SOURCE EXCERPT:
## begin

Canada Goose said Tuesday that it will cut about 17% of its corporate workforce, following a string of other retailers that have laid off employees this year as consumers continue to pull back on discretionary spending. 

It is not clear how many employees will be laid off. The cuts will affect staff at Canada Goose’s corporate headquarters, which had about 915 employees as of April 2023, according to a securities filing. Between April 2021 and April 2023, Canada Goose nearly doubled the number of employees at its corporate head offices from 544 to 915 to support its “continued growth,” the filing says.

In a statement Tuesday, CEO Dani Reiss said, “Today, we are realigning our teams to ensure that corporate resources are fit for purpose to fuel our next phase of growth across geographies, categories, and channels.”

“We are focused on achieving efficiency and margin expansion, while investing in key initiatives — brand, design and best-in-class operations — that will powerfully position our iconic performance luxury brand to deliver long-term growth,” Reiss said.

The cuts, part of the company’s ongoing “Transformation Program,” come after what it called a “comprehensive review” of its organizational structure and the roles it needs to reach its goals. It expects the cuts will bring “immediate” cost savings and simplify its workforce, allowing it to make decisions more quickly and become more efficient.

## end

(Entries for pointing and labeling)
## begin

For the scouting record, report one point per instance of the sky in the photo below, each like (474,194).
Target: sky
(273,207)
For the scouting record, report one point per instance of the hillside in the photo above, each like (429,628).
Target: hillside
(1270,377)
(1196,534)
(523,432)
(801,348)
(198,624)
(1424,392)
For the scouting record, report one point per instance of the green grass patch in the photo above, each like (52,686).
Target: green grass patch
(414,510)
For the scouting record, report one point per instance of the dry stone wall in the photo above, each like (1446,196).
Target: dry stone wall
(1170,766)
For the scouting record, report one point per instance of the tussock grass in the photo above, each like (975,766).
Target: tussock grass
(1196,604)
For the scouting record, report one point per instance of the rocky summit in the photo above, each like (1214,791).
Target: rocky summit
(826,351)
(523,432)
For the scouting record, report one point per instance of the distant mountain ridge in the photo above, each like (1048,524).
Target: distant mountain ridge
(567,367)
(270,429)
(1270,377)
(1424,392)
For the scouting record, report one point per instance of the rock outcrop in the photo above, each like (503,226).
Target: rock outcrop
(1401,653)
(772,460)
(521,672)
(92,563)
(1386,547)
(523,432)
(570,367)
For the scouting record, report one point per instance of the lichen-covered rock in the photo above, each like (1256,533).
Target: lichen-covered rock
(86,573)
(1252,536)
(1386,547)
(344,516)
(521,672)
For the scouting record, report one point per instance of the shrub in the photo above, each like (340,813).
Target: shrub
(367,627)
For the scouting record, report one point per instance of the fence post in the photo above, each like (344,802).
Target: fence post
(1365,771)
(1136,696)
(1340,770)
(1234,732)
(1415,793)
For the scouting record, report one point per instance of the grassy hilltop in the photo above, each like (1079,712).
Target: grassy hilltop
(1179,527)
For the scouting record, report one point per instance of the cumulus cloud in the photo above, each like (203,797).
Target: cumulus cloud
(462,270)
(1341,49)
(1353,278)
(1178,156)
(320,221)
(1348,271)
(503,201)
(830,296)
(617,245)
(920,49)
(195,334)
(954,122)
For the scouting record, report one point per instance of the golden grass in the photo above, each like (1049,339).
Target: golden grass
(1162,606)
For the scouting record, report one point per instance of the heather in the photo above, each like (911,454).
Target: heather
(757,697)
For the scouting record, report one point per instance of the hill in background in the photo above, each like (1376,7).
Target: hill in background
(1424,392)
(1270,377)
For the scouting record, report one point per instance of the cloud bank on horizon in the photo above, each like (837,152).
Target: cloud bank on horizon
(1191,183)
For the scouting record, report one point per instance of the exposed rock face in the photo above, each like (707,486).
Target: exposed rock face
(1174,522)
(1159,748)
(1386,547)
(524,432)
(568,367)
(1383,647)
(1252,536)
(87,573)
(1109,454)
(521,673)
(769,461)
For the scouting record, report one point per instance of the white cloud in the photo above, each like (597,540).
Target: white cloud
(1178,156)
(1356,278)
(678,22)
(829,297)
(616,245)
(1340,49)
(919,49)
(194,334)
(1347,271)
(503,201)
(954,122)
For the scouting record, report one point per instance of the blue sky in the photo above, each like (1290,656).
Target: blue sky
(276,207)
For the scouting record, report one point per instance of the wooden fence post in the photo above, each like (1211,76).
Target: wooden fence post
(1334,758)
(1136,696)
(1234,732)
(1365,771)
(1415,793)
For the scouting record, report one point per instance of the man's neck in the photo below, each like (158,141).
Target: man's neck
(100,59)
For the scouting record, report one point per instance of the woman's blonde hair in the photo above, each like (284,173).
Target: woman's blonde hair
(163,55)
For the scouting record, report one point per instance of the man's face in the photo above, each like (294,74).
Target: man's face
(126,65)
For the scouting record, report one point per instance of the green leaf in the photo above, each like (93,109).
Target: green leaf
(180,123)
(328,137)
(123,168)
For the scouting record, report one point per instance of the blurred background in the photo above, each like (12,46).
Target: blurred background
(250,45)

## end

CHALLENGE 1: Summarize the Canada Goose article in two sentences.
CHALLENGE 2: Please repeat everything in the Canada Goose article from "Canada Goose said" down to "the filing says.".

FULL RESPONSE 1: Canada Goose said it will cut about 17% of its corporate workforce, affecting staff at its headquarters, which grew from 544 to 915 employees between April 2021 and April 2023. The cuts are part of the company's ongoing "Transformation Program" and follow a comprehensive review of its organizational structure, and the company expects them to bring immediate cost savings and quicker, more efficient decision-making.

FULL RESPONSE 2:
Canada Goose said Tuesday that it will cut about 17% of its corporate workforce, following a string of other retailers that have laid off employees this year as consumers continue to pull back on discretionary spending. 

It is not clear how many employees will be laid off. The cuts will affect staff at Canada Goose’s corporate headquarters, which had about 915 employees as of April 2023, according to a securities filing. Between April 2021 and April 2023, Canada Goose nearly doubled the number of employees at its corporate head offices from 544 to 915 to support its “continued growth,” the filing says.